# Exercise
Among these records, tally each line with the word "below"; the answer is that number alone.

# Supplied entries
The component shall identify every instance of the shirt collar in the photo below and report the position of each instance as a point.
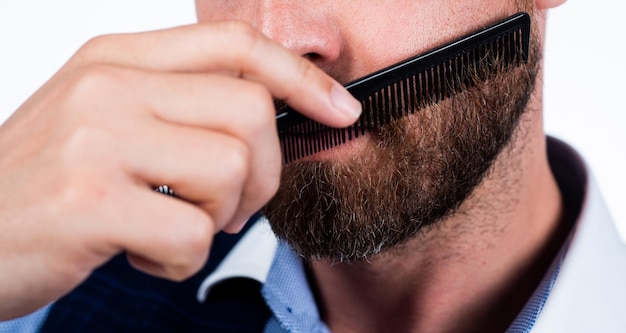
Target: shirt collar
(251, 258)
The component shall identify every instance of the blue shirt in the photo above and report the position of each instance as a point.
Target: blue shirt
(286, 291)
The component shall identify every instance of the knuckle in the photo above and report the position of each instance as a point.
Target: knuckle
(306, 71)
(91, 83)
(93, 48)
(245, 37)
(262, 114)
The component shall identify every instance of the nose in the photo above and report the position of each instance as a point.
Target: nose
(307, 28)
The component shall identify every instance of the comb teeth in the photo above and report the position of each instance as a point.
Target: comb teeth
(413, 84)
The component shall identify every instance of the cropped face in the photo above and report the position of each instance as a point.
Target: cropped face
(379, 191)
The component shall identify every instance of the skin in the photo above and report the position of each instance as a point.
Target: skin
(94, 194)
(81, 157)
(477, 268)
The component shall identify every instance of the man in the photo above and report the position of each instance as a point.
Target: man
(462, 217)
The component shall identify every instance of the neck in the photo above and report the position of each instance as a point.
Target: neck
(472, 272)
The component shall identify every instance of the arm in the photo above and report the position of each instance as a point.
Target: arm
(190, 107)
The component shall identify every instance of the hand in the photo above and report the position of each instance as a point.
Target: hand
(190, 107)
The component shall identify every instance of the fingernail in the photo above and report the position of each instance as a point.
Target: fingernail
(344, 102)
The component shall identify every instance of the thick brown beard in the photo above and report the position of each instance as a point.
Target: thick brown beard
(413, 173)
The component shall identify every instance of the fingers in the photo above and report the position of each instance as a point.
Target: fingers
(220, 153)
(235, 49)
(170, 240)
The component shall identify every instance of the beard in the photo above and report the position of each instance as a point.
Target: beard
(411, 175)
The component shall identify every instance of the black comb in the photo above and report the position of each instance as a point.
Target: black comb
(410, 85)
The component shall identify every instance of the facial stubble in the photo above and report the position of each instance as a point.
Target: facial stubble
(412, 174)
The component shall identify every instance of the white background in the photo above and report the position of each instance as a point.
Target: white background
(584, 81)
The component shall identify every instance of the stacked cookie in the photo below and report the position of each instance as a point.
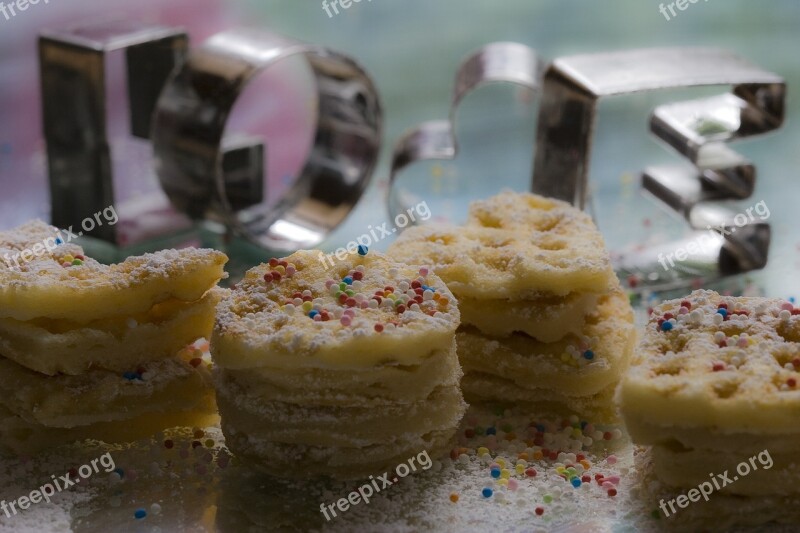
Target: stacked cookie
(95, 351)
(343, 372)
(544, 321)
(714, 388)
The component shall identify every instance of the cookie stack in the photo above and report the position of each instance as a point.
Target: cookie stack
(544, 321)
(95, 351)
(344, 371)
(714, 388)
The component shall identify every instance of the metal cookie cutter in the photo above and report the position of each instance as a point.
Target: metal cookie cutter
(697, 129)
(189, 145)
(76, 116)
(496, 62)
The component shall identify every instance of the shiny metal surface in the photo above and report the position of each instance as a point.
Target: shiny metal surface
(189, 145)
(73, 67)
(698, 130)
(574, 85)
(496, 62)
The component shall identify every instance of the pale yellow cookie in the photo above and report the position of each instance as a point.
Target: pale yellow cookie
(577, 365)
(756, 472)
(268, 323)
(721, 512)
(732, 370)
(22, 438)
(487, 388)
(165, 386)
(340, 426)
(490, 263)
(391, 383)
(309, 461)
(49, 285)
(528, 212)
(546, 318)
(53, 346)
(337, 369)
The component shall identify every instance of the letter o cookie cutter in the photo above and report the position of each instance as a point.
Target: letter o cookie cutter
(190, 121)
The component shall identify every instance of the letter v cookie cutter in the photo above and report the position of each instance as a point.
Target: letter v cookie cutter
(697, 129)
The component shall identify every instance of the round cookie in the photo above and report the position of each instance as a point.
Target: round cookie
(62, 283)
(340, 370)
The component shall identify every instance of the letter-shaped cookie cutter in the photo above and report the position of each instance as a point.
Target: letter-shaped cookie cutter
(496, 62)
(698, 129)
(74, 109)
(188, 139)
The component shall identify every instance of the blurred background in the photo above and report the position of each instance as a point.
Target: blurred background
(412, 49)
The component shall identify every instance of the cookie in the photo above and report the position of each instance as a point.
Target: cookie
(165, 386)
(60, 282)
(19, 437)
(754, 472)
(514, 246)
(390, 383)
(52, 346)
(577, 365)
(488, 388)
(365, 311)
(546, 318)
(337, 372)
(711, 362)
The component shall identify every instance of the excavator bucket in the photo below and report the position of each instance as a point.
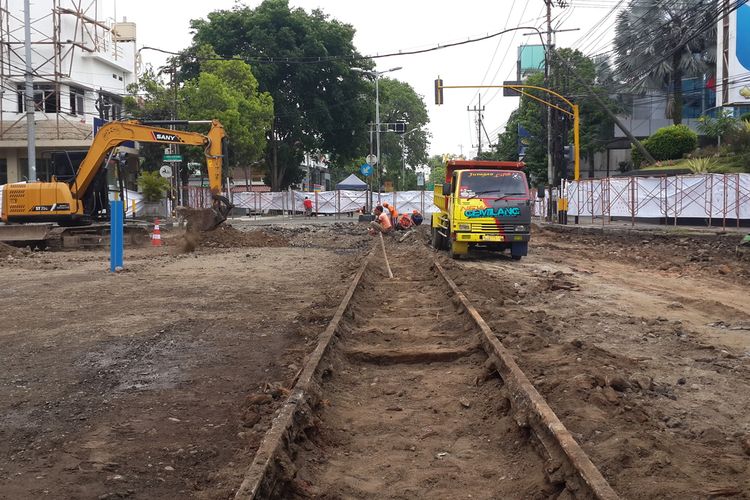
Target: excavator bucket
(207, 219)
(221, 209)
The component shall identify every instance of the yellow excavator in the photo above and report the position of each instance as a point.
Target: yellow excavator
(75, 206)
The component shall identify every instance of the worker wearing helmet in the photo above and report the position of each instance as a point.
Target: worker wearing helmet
(392, 210)
(416, 217)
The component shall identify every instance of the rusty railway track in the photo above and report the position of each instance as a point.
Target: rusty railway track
(307, 451)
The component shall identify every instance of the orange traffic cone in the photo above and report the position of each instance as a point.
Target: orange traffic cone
(156, 235)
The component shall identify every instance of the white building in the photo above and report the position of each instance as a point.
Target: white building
(82, 62)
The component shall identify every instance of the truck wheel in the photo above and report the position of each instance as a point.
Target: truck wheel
(456, 249)
(435, 239)
(452, 251)
(518, 250)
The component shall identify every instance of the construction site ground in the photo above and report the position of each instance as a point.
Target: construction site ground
(160, 381)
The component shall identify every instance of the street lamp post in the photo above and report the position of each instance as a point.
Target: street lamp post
(403, 155)
(377, 74)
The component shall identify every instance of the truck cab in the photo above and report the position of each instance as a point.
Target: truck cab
(484, 205)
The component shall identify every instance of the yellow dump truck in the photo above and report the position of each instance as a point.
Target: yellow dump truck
(484, 205)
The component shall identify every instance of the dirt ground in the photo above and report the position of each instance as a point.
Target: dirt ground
(404, 416)
(160, 381)
(641, 345)
(145, 383)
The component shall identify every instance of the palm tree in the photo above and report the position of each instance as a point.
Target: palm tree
(659, 42)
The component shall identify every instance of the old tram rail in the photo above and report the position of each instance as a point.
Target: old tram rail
(406, 394)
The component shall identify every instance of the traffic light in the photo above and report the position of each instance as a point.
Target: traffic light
(568, 153)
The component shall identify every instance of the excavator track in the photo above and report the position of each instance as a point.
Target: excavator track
(52, 237)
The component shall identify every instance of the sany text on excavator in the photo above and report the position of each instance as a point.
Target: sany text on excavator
(81, 199)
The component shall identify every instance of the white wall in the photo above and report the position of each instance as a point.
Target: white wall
(110, 67)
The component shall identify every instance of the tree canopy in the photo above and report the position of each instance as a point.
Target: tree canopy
(399, 102)
(321, 106)
(665, 41)
(223, 90)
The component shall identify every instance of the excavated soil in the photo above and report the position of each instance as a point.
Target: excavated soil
(408, 410)
(157, 382)
(225, 236)
(160, 381)
(9, 251)
(640, 345)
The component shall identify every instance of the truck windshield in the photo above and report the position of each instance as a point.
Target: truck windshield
(494, 184)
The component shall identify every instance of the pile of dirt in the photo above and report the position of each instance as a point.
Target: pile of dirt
(226, 236)
(197, 219)
(9, 251)
(713, 254)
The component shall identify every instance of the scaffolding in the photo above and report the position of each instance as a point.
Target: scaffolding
(59, 35)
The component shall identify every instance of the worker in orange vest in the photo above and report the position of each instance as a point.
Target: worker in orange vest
(392, 210)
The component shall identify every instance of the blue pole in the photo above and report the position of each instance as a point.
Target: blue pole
(115, 235)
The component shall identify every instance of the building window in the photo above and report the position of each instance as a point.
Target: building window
(76, 101)
(46, 98)
(109, 106)
(642, 108)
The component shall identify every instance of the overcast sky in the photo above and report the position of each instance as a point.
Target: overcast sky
(392, 25)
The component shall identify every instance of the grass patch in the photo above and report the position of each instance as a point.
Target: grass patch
(737, 164)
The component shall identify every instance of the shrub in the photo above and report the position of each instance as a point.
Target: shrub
(702, 165)
(153, 186)
(718, 127)
(668, 143)
(739, 139)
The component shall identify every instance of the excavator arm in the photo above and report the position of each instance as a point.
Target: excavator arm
(75, 202)
(114, 134)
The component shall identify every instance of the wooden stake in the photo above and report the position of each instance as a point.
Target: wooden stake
(385, 255)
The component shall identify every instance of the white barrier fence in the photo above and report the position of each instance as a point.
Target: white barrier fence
(713, 197)
(332, 202)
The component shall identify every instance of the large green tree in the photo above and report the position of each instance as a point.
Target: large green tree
(658, 43)
(223, 90)
(228, 91)
(319, 103)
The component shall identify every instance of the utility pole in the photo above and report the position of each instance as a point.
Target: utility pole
(29, 97)
(180, 196)
(478, 110)
(547, 77)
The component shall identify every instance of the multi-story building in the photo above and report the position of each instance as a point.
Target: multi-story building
(82, 61)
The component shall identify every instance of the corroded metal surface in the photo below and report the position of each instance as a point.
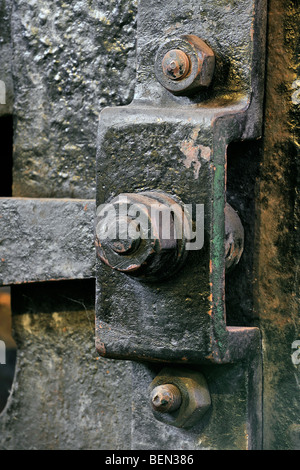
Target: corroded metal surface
(193, 390)
(177, 144)
(46, 239)
(69, 60)
(277, 245)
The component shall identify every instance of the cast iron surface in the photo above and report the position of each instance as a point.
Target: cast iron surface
(46, 239)
(178, 145)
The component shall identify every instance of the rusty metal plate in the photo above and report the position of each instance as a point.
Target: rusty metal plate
(177, 145)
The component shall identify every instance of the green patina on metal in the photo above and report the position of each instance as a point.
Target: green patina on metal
(158, 143)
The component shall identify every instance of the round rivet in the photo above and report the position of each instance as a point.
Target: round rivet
(175, 64)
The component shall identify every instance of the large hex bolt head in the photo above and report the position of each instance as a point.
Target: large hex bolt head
(187, 401)
(143, 234)
(184, 65)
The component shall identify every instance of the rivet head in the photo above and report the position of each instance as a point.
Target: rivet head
(176, 64)
(165, 398)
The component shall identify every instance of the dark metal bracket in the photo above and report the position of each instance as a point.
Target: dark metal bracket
(173, 139)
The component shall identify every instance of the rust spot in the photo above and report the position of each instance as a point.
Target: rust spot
(192, 152)
(100, 347)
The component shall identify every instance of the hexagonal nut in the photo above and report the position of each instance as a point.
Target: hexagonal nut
(195, 396)
(201, 65)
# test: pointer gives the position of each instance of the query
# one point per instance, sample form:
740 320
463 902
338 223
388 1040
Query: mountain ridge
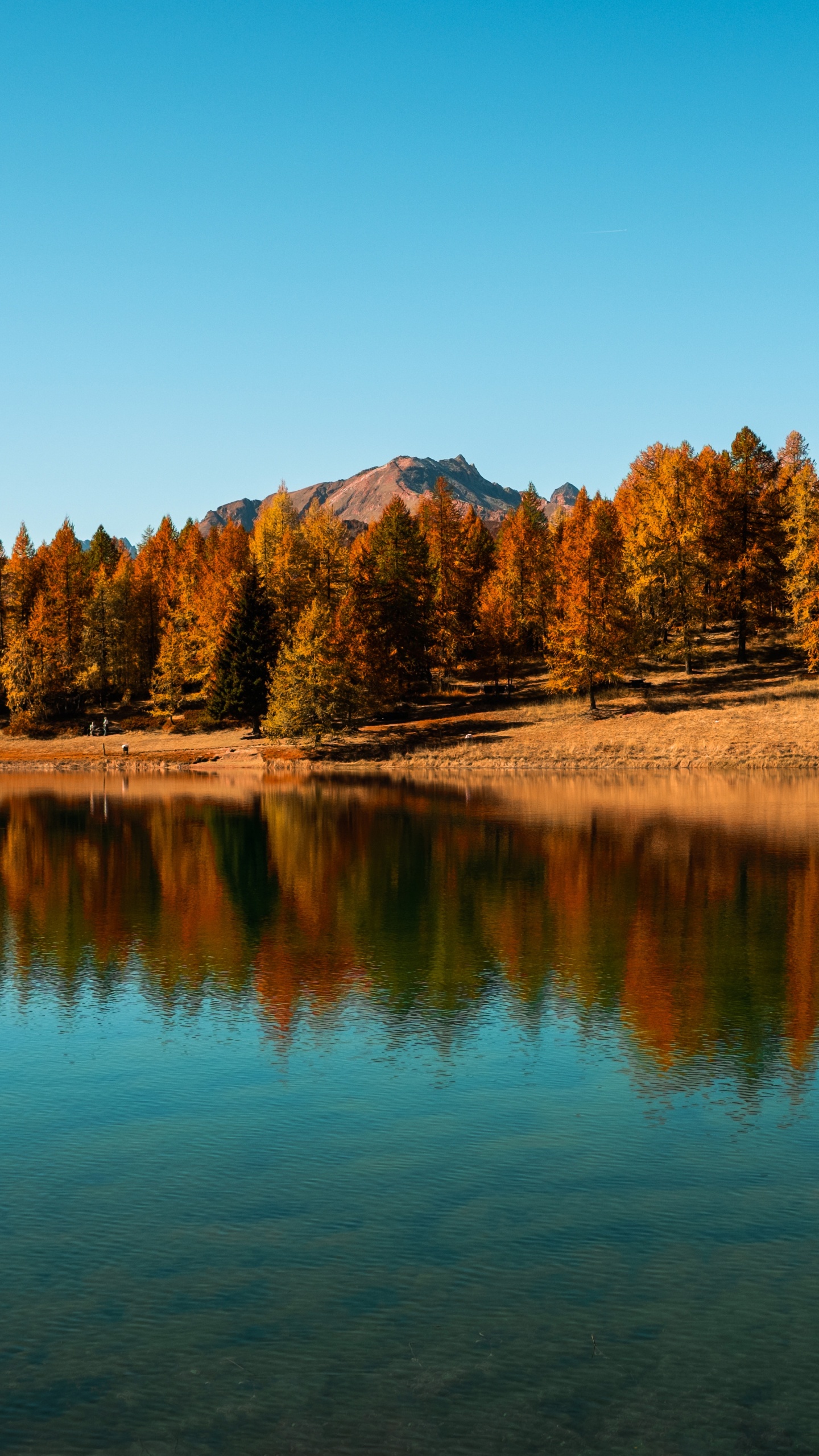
361 498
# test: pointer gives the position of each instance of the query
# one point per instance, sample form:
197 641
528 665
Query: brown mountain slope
361 498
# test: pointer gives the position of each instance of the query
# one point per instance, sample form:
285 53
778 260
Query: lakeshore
763 715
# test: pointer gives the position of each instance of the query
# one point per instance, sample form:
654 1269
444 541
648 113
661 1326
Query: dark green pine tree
245 660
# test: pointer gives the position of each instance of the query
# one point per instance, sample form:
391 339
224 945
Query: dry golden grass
764 715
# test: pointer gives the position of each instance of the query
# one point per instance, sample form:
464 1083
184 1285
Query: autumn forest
299 628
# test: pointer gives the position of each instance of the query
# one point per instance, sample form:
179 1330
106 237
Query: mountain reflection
698 938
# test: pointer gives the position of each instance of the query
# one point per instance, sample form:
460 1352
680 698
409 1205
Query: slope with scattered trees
302 630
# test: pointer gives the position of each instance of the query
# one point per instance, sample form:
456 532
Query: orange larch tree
595 635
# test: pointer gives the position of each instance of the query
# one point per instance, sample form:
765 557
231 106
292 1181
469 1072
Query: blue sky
242 242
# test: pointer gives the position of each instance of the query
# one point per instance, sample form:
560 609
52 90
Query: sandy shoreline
768 730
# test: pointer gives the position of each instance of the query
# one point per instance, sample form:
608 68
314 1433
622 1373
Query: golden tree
314 686
747 533
388 614
460 554
595 635
800 488
662 513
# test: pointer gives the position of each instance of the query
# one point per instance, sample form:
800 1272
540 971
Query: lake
408 1117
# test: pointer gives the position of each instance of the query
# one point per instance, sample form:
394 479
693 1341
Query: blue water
507 1225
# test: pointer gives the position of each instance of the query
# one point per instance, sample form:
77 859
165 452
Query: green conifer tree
242 669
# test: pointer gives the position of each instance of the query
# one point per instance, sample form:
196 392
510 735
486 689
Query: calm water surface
407 1120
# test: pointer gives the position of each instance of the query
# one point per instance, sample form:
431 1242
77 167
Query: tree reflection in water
697 937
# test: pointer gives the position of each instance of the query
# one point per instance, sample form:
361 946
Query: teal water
381 1122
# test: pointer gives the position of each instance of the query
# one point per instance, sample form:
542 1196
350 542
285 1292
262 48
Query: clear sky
247 241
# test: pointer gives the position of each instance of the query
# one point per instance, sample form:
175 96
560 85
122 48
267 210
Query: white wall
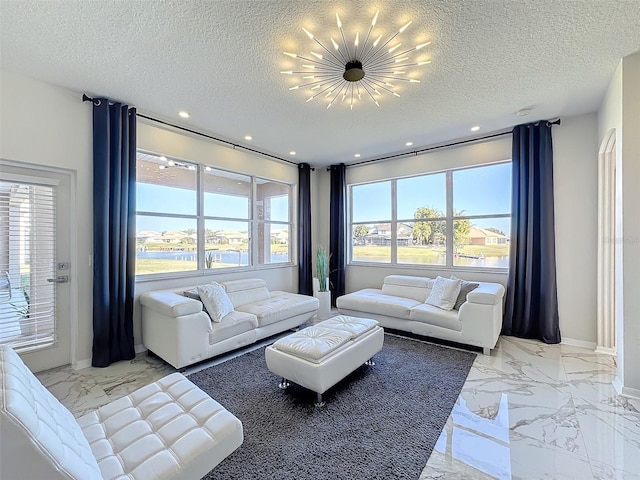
168 141
498 149
46 125
575 183
621 110
575 177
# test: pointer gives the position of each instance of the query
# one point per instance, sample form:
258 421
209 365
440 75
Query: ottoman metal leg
284 384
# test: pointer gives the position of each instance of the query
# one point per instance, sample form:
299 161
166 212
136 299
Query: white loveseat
399 305
176 328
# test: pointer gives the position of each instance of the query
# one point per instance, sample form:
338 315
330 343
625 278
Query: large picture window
193 217
455 218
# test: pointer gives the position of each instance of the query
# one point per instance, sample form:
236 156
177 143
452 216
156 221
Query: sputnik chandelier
353 72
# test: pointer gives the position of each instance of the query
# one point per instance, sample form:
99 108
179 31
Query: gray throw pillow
465 287
193 293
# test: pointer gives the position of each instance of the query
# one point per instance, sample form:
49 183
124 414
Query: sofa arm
170 304
486 294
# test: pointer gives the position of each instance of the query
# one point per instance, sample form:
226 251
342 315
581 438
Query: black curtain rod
437 147
86 98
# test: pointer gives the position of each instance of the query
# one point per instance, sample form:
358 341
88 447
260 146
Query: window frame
201 218
449 220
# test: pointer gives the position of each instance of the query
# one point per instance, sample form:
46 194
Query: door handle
59 279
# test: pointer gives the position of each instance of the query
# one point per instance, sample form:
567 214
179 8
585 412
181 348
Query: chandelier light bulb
363 67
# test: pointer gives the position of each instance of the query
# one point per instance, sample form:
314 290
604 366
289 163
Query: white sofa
176 328
168 430
399 305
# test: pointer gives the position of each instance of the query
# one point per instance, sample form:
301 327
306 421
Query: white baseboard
80 364
86 363
625 391
606 351
578 343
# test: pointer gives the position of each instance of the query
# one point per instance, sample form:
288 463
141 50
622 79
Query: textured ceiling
221 61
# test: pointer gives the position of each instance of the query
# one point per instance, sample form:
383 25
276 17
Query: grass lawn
422 254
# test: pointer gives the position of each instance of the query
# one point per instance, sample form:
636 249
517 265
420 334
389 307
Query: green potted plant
321 283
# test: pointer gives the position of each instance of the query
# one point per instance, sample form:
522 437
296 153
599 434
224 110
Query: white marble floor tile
527 411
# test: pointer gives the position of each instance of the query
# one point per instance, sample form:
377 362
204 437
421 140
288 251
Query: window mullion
449 220
200 247
394 222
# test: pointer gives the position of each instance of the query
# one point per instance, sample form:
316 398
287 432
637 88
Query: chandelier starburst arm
336 82
342 87
402 29
337 47
379 84
373 24
325 63
312 37
366 89
383 58
344 40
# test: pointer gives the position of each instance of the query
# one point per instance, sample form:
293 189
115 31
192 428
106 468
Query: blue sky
162 199
477 191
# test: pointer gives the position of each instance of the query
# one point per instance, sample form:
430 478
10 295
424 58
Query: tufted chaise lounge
169 429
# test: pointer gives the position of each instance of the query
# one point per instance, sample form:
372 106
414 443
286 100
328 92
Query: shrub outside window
455 218
192 217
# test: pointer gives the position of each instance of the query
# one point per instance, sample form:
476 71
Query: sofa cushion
417 288
372 300
231 325
193 293
280 306
444 293
436 316
312 343
216 300
170 304
465 288
250 290
159 430
39 438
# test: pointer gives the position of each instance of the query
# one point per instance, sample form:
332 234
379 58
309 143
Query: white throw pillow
444 293
215 300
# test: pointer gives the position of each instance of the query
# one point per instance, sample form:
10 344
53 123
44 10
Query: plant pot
324 310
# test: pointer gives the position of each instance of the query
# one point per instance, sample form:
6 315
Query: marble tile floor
528 411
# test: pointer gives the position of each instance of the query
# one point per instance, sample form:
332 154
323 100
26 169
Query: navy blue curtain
305 272
114 178
531 309
337 231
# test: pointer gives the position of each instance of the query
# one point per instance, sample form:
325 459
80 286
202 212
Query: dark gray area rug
380 422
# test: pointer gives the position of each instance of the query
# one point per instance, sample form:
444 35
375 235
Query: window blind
27 260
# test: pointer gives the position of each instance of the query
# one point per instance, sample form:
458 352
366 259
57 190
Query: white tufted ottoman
169 429
320 356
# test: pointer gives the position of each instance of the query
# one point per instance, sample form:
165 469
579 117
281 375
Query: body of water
230 257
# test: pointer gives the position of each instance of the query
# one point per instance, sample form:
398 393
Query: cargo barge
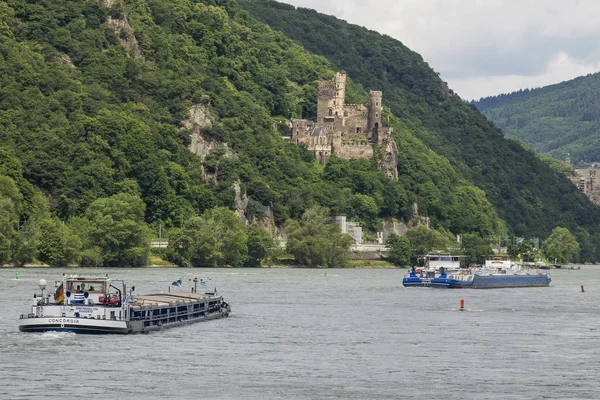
101 305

# Result of this exercise
4